Records from a data collection

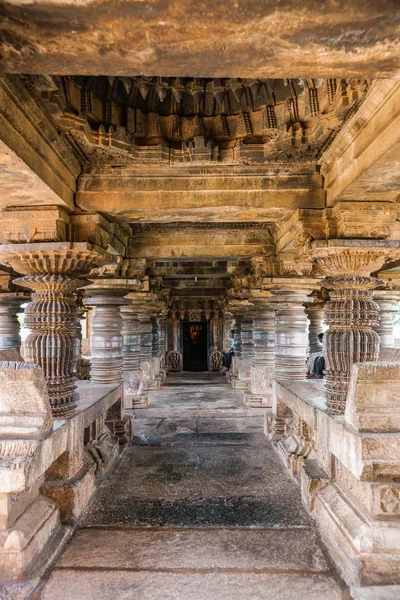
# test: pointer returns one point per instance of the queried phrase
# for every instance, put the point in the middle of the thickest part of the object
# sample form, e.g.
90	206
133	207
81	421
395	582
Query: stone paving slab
199	485
146	585
201	472
210	548
199	430
238	511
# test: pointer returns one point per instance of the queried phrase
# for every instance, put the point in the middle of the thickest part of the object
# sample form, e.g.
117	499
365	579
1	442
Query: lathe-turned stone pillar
387	301
263	363
351	314
291	336
10	306
107	296
132	373
146	353
247	350
315	314
50	270
162	346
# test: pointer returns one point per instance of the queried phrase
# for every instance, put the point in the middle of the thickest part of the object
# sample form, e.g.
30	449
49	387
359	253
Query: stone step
200	564
145	585
197	549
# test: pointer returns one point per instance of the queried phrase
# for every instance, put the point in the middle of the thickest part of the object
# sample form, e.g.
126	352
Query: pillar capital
69	259
347	257
52	270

◆ Problem to work on
Except for the pictures, print the data above exactly.

◆ Response to the exercise
# test: pointer returns one point per instance of the queried phrase
# for every instance, put the point in the middle of the thickest part of the object
# sample form, e.g.
90	206
133	207
81	421
395	582
Query: stone paving slab
199	485
146	585
201	472
210	548
199	430
238	511
# test: pointer returns one point per instance of the queried phrase
# for every instance, put the point in the middle of the thickest part of the object
# sample form, e.g.
117	499
365	579
1	442
Query: lathe-turned stone pillar
387	301
263	363
351	314
291	336
10	306
107	296
132	373
146	353
247	350
315	314
50	270
162	346
# test: pointer returns one point per instance of the queried phrase
# for every instance, put the point in the middle of the thickest part of the object
# sample form, e.g.
30	449
49	387
359	253
Query: stone step
200	564
145	585
197	549
# test: pointer returns one point per instance of the queried phrase
# for every instance, put the point in the middle of the thickest part of the object
# sample form, e.g.
126	352
Query: pillar capital
69	259
347	257
52	270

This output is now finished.